Yang’s type of Schiff base synthesis involved 3, 4, 5-trimethoxybenzaldehyde, para-toluidine in dichloromethane (DCM) solvent and anhydrous magnesium tetraoxosulphate(VI) [16]. The reaction mixture was stirred for 2 h at room temperature, filtered through a sintered glass funnel with DCM, and the filtrate was concentrated under reduced pressure with a rotary evaporator to obtain yellow oil. The yellow oil was dissolved in ethanol and heated in 80°C water bath. Hot water was added while stirring. The solution was cooled to room temperature and in an ice-bath for 2 h [16]. The product was filtered to obtain white lamellar crystals [16].

5.2.6. Amarasekara and Razzaq’s Synthesis

Amarasekara and Razzaq synthesized a Schiff called N, N’-bis(vanillidene)-1, 3-propanediamine from a mixture of vanillin and 1, 3-propanediamine in ethanol and refluxed for 30 min (Scheme 17) [52]. The solution was cooled to room temperature and stood overnight at room temperature. The solution was evaporated to yield a yellow viscous oil of 99% [52].

5.2.7. Yamgar et al.’s Synthesis

Yamgar et al. prepared a Schiff base called 7-hydroxy-4-methyl-8-[(Z)-{[3-(methylamino)propyl]imino}methyl]-2-H-chromen-2-one oxalate salt by the condensation reaction of 7-hydroxy-4-methyl-2H-chromen-2-one-8-carbaldehyde and N-methyl propane-1, 3-diamine in ethanol with few drops of concentrated hydrochloric acid (Scheme 18) [53]. The reaction mixture was refluxed for 1 h. The product was cooled and isolated as yellowish brown oil. Yamgar et al. indicated that the oily Schiff base was unstable in nature for the compound to be characterized [53]. They formed the oxalate salt for its distinctive characterization [53].

5.2.8. Gwaram et al.’s Synthesis

Gwaram et al. synthesized a Schiff base called 2-morpholino-N-(1-pyridin-2-yl) ethylidene) ethanamine (Figure 4) from a mixture of 4-(2-aminoethyl)-morpholine and 2-acetylpyridine in ethanol [54]. The mixture was refluxed for 2 h, and few drops of glacial acetic acid were added as a catalyst. The resulted orange oil stood for 12 h at 55°C in an oven, and it formed a solid. The solid was recrystallized in methanol with a yield of 61.5% [54].

In summary, all the eight researchers justified the efforts devoted to the syntheses of Schiff bases, regardless of oily product. With the exceptions of Yamgar et al. who obtained yellowish brown oil product and Gwaram et al. who obtained orange oil product, the other six researchers obtained yellow oily product. Additionally, Yamgar et al. indicated that characterization is better with nonoily products, which are stable product in nature than unstable oily products [53, 54].

TASK TO CARRY OUT: Carry on the passage about Schiff base syntheses from the point where it stops.

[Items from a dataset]
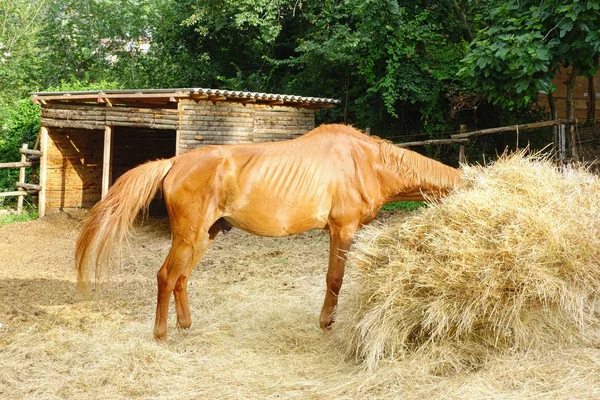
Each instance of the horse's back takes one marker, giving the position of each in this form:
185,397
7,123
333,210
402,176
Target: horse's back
270,189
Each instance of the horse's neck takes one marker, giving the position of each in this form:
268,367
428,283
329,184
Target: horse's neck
413,175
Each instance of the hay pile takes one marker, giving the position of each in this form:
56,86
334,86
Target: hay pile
509,262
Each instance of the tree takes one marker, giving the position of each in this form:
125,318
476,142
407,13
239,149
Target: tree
524,42
19,50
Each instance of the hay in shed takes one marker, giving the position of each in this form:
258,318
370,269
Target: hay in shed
507,263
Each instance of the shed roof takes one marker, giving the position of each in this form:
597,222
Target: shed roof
170,97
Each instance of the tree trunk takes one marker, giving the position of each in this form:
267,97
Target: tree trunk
591,101
571,112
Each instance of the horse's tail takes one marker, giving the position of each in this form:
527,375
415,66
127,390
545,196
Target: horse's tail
114,215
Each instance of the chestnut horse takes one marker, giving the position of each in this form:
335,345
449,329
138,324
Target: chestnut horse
333,178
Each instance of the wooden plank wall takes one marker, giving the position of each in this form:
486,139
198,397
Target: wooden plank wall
76,132
74,168
204,123
281,123
97,117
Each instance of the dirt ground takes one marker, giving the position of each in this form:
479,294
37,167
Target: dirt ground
255,304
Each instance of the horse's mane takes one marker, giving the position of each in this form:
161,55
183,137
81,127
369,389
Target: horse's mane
423,170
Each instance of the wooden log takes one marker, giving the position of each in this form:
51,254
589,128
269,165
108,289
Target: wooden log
148,125
18,164
71,124
25,150
29,186
533,125
10,194
22,178
43,171
106,160
432,142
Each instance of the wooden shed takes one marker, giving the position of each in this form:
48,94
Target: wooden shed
89,139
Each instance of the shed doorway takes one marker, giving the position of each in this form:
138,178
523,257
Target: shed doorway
134,146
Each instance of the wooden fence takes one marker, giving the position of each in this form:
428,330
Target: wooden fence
29,158
463,138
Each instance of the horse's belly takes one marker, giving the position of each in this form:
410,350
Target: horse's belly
279,220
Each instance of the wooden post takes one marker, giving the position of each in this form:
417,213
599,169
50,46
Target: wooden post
462,159
21,180
562,143
178,131
43,171
106,161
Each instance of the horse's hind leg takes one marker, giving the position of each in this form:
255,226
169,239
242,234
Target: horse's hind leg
186,252
182,307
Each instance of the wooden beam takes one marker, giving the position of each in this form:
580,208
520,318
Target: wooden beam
25,150
433,141
29,186
216,98
18,164
511,128
44,137
22,178
178,131
10,194
106,161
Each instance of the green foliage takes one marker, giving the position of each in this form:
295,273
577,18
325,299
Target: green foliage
523,42
19,123
19,47
28,214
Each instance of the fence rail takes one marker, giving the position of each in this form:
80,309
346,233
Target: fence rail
23,188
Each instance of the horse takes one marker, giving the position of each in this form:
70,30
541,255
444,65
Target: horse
334,178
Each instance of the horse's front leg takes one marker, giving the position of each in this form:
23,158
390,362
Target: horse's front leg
182,306
340,241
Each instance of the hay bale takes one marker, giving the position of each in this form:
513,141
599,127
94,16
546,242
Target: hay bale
509,261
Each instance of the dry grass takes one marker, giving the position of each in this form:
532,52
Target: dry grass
255,305
510,263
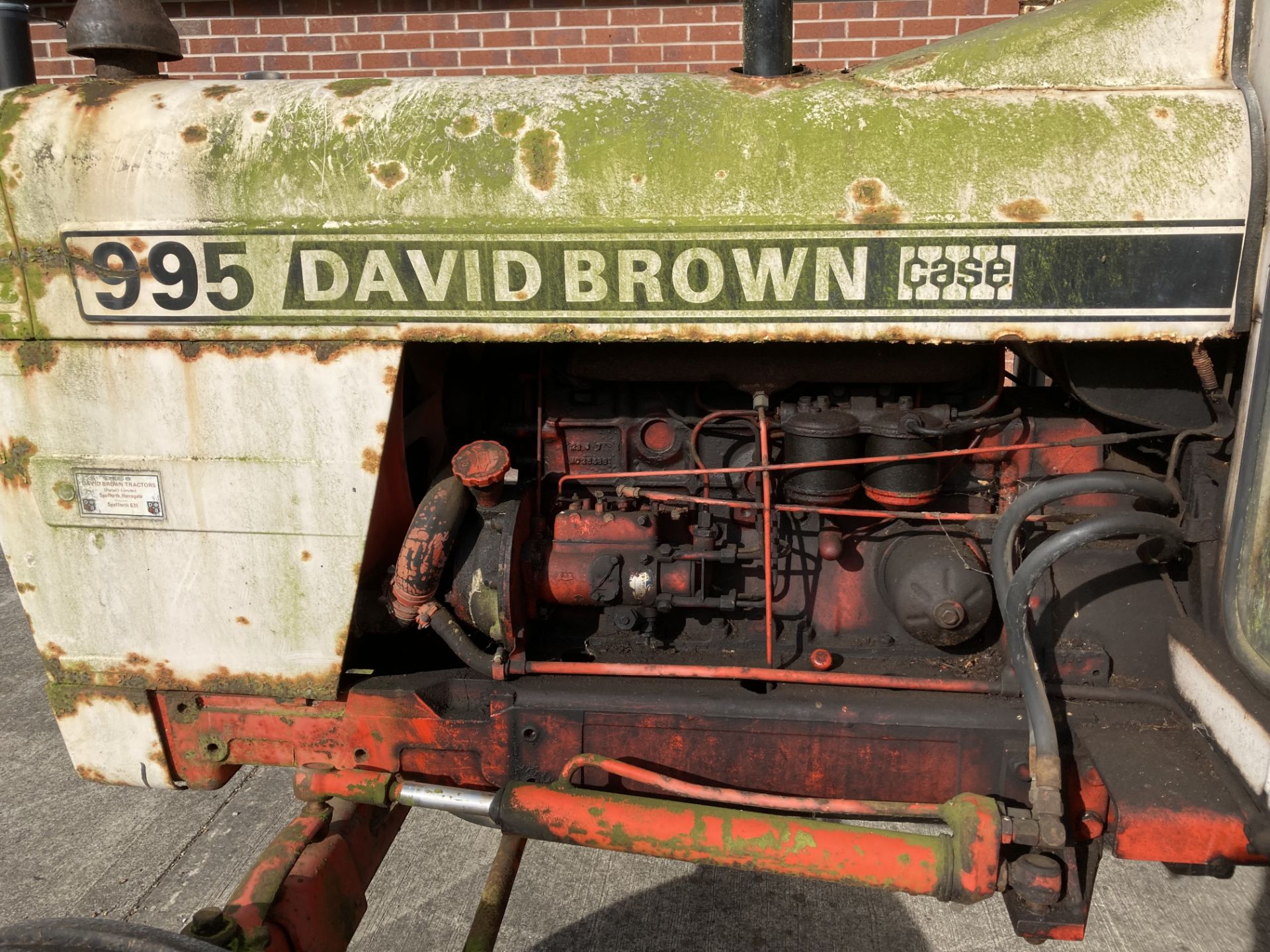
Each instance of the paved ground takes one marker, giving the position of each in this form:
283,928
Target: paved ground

WRITTEN RESPONSE:
5.3. Eight Researchers Resolved Issues on Gelatinous and Oily Products

Prakash et al. cooled the yellow oily product for an unspecified duration to obtain crystals, while Hajrezaie et al. purified yellow oily product with few drops of diethyl ether or n-heptane using the phenomenon of decontaminator factor and confirmed purity with TLC [49, 50]. Dehghani-Firouzabadi et al. was also able to purify the yellow oil with petroleum ether but still had yellow oil, but Jaworska et al. purified yellow oil product with distillation under pressure [24, 51]. Yang et al. used the process of solvent extraction and heating in water bath, cooling on ice-bath, and filtration on their yellow oily product to obtain white lamellar crystals, while Amarasekara et al. only reported the 99% yield of their yellow viscous oily product [16, 52]. Yamgar et al. formed an oxalate salt of the yellowish brown oil, while Gwaram et al.’s orange oil product was solidified by standing for 12 h at 55°C in an oven [53, 54].

5.3.1. Factors Responsible for Oily Products and How to Control them

There could be factors responsible for obtaining an oily product rather than a solid (crystals, powder, or precipitates) product. The Amarasekara et al.’s Schiff base synthesis shall be looked into, as well as other factors [52].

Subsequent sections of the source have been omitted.